The data:
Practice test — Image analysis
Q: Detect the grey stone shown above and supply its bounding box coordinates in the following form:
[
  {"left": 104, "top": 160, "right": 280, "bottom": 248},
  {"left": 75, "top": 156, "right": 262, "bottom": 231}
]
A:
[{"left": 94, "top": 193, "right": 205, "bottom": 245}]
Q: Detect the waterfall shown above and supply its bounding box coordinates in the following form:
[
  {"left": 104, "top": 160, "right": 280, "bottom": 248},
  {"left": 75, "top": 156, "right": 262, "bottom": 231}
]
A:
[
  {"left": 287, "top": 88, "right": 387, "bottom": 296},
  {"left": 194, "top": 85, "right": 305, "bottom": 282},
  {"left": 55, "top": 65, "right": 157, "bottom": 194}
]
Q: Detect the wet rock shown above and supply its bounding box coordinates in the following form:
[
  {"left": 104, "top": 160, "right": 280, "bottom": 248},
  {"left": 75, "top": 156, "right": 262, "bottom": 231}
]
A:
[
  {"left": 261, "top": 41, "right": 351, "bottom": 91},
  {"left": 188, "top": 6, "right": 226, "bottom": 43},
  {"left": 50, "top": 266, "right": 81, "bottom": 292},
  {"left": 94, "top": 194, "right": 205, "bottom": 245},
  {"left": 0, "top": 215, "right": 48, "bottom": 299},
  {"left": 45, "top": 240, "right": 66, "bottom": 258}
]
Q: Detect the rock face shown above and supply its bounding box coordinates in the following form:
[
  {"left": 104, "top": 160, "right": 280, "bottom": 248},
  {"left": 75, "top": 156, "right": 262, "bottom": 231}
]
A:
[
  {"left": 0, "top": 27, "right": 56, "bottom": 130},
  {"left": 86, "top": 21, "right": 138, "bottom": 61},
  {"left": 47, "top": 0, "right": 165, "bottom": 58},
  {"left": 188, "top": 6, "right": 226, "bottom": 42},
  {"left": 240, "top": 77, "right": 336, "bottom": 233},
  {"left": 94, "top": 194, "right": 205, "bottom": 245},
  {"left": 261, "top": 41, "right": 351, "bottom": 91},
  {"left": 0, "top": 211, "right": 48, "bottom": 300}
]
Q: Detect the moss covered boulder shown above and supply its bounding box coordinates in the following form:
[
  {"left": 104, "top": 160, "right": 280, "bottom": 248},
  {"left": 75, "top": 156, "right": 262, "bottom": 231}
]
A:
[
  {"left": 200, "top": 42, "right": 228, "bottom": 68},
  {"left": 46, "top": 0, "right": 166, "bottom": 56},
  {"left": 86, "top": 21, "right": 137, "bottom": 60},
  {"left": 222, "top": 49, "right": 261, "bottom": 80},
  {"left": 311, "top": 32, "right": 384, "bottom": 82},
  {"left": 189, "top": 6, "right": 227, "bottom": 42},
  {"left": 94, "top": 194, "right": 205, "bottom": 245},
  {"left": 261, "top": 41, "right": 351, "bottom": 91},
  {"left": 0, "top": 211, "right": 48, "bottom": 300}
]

Exercise instructions: Please count the lines of the records that contain the word "Detect", treating uppercase and lowercase as different, and reply with the number alone.

Exercise answer: 5